### EXCERTO DO DOCUMENTO
┌──

Cerca das 14H00 locais, chegamos à Baía de Tibar, de onde uma pequena embarcação de seis metros nos levaria até à ilha. Carregado todo o material, iniciámos uma viagem de três horas com mar muito agitado. Às 17H00 locais chegamos à praia da aldeia de Maker (8º31’45″S 125º31’5″E), o nosso ponto de destino.

A ilha tem cinco divisões administrativas, são eles o Suco Beloi (com 1240 habitantes), o Suco Vila (com 1220 habitantes), o Suco Maquili (com 1845 habitantes), o Suco Biqueli (com 1836 habitantes) e o Suco Macade (com 1815 habitantes). A nossa estadia foi na aldeia de Maker no Suco Beloi, esta aldeia tem cerca de 490 habitantes que vivem essencialmente da pesca. O chefe da aldeia era o Sr. Alberto Soares que tinha como secretário o Sr. Carlos de Araújo.

└──

### DADOS REGISTADOS
┌──

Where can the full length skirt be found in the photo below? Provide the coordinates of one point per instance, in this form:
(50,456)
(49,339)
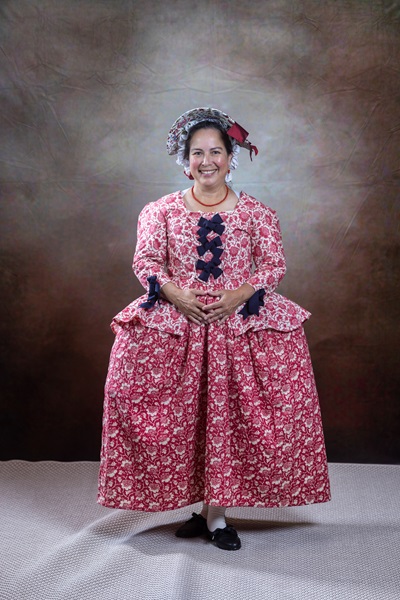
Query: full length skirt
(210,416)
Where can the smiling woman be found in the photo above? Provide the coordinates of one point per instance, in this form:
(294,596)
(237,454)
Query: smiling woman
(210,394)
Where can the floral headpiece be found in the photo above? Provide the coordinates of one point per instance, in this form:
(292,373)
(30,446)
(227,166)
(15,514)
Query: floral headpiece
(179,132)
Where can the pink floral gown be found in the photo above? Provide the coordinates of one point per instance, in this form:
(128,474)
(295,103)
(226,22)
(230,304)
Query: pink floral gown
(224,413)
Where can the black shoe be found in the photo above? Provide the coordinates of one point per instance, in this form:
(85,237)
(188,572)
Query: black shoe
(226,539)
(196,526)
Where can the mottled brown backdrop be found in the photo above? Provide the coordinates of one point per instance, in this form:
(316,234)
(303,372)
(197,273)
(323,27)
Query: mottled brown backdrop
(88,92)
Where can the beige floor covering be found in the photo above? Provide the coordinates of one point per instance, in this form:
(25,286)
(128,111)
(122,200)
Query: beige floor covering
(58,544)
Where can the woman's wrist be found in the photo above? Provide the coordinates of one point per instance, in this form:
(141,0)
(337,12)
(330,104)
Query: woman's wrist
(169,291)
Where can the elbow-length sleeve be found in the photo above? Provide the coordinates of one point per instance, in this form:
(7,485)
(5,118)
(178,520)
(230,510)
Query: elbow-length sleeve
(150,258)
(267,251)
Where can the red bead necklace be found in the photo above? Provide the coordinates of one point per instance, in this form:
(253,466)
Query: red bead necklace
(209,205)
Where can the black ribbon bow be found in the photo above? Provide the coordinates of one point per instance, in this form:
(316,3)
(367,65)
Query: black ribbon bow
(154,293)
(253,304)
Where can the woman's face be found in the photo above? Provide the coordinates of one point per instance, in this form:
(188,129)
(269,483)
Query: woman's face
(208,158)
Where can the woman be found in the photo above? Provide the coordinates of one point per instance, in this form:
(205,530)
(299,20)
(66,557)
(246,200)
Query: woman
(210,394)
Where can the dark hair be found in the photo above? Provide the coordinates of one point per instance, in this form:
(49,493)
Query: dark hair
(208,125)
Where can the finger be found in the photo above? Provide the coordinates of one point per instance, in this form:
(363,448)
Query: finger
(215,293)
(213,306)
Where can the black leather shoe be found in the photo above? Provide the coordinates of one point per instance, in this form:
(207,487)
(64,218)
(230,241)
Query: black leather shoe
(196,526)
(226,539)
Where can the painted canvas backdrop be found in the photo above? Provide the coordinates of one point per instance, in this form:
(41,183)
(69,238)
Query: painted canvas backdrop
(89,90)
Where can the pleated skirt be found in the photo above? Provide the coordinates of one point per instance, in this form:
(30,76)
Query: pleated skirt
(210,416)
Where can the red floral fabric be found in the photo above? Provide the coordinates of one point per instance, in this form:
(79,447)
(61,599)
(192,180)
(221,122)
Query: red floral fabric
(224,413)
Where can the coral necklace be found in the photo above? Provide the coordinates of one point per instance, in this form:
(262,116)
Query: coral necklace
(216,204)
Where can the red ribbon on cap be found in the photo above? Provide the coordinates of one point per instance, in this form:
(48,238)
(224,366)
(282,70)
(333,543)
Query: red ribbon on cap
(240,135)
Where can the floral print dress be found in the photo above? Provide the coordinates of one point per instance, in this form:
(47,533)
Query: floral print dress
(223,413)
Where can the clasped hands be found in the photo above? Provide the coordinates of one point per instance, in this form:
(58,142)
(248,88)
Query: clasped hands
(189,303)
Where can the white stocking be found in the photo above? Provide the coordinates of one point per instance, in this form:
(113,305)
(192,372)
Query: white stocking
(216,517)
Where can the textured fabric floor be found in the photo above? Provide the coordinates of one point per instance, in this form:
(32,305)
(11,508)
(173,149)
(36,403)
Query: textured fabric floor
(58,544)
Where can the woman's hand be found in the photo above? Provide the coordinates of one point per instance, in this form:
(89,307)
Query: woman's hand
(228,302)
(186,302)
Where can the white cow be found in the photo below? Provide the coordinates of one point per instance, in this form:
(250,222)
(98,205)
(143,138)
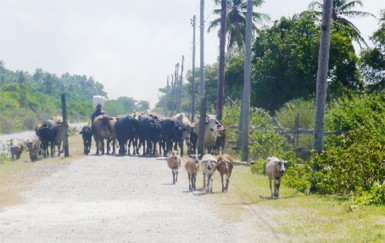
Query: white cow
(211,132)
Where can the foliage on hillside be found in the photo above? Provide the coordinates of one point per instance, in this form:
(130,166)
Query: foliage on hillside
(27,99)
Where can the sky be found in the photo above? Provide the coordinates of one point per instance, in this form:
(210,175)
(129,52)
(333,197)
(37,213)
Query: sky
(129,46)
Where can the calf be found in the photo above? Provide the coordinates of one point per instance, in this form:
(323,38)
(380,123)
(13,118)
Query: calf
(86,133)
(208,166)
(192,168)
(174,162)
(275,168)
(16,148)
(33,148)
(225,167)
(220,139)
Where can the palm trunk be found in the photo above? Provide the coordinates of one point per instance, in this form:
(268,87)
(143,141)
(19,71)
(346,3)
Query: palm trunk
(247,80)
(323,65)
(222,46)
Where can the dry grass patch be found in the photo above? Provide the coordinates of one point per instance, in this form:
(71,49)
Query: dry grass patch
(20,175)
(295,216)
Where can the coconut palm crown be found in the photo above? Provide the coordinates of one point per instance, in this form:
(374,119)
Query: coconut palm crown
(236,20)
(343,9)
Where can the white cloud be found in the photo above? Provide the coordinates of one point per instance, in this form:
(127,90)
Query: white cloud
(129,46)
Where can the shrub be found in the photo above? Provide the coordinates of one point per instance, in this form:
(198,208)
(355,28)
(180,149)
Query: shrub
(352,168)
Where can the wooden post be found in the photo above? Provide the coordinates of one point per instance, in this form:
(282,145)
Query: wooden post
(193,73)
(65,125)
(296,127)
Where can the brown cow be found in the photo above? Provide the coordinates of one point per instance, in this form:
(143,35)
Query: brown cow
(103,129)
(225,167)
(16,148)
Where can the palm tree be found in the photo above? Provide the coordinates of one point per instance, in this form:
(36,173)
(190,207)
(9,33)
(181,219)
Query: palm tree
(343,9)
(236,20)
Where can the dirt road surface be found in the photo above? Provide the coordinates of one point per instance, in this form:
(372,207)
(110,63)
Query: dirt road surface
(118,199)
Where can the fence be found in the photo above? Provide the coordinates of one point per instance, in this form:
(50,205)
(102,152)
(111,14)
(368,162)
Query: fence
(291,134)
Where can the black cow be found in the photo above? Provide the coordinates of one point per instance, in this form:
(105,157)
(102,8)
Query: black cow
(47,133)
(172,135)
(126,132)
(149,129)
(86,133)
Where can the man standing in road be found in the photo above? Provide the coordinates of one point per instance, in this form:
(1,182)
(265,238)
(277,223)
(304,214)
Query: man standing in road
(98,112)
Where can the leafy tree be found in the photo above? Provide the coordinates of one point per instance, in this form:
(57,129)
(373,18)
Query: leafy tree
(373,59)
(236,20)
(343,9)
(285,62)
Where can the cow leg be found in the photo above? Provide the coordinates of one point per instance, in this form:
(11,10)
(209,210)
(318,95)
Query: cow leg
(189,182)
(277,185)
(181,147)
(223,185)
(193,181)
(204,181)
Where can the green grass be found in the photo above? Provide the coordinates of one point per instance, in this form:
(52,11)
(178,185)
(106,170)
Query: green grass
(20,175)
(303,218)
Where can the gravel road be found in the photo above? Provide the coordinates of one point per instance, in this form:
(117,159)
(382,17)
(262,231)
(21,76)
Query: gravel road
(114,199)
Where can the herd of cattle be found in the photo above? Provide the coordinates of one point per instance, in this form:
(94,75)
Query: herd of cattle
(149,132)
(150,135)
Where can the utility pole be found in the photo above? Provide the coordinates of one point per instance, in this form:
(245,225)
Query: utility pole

└──

### INSTRUÇÃO DE TRABALHO 1
Segundo o relato da viagem à ilha, quantos habitantes tem a aldeia de Maker?
### INSTRUÇÃO DE TRABALHO 2
Retome o relato da viagem à ilha a partir do ponto em que ele termina.

### RESPOSTA DO EXERCÍCIO 1
Cerca de 490 habitantes.

### RESPOSTA DO EXERCÍCIO 2
A recepção não podia ser mais calorosa. Assim que desembarcámos na praia, o chefe da aldeia veio dar as boas vindas ao grupo. Foi então que lhe dei a conhecer o motivo da nossa ida para a ilha e lhe pedi autorização para montar o acampamento na praia. Foi então que o Sr. Alberto Soares sugeriu que ficássemos na escola que estava abandonada. Foi uma oferta inesperada que não podíamos recusar. Depois de nos mostrar a casa (completamente degradada), começamos a descarregar a embarcação. O entusiasmo era visível habitantes, todos queriam colaborar connosco.

O dia solar estava a acabar e ainda faltava preparar a estação. Um dipolo para 14/21/28 MHz em ‘V’ invertido e um Yaesu FT-890 era tudo o que dispunha para fazer da primeira expedição a esta nova referência IOTA um sucesso.

Pouco depois estava no ar, ás 11H50z fiz a primeira chamada geral em 21,260 MHz à qual respondeu imediatamente o Radek Stolfa (OK1FHI) com sinais excelentes.

Cerca de 13H30z fui contactado pelo Roger Balister (G3KMA), estava a operar à 90 minutos e tinha realizado 216 QSO’s, deu-me a referência OC-232/p, a primeira parte do objectivo estava alcançada, Ataúro era um candidato a ‘new one’ no programa IOTA e eu estava lá.

Durante sete horas fiquei nos 21 MHz, com bons sinais da Europa e da Ásia, de tempos em tempos apareciam estações da América do Norte. As estações de japoneses chegavam com sinais muito fortes. As primeiras dez horas de actividade em Ataúro foram completamente ininterruptas.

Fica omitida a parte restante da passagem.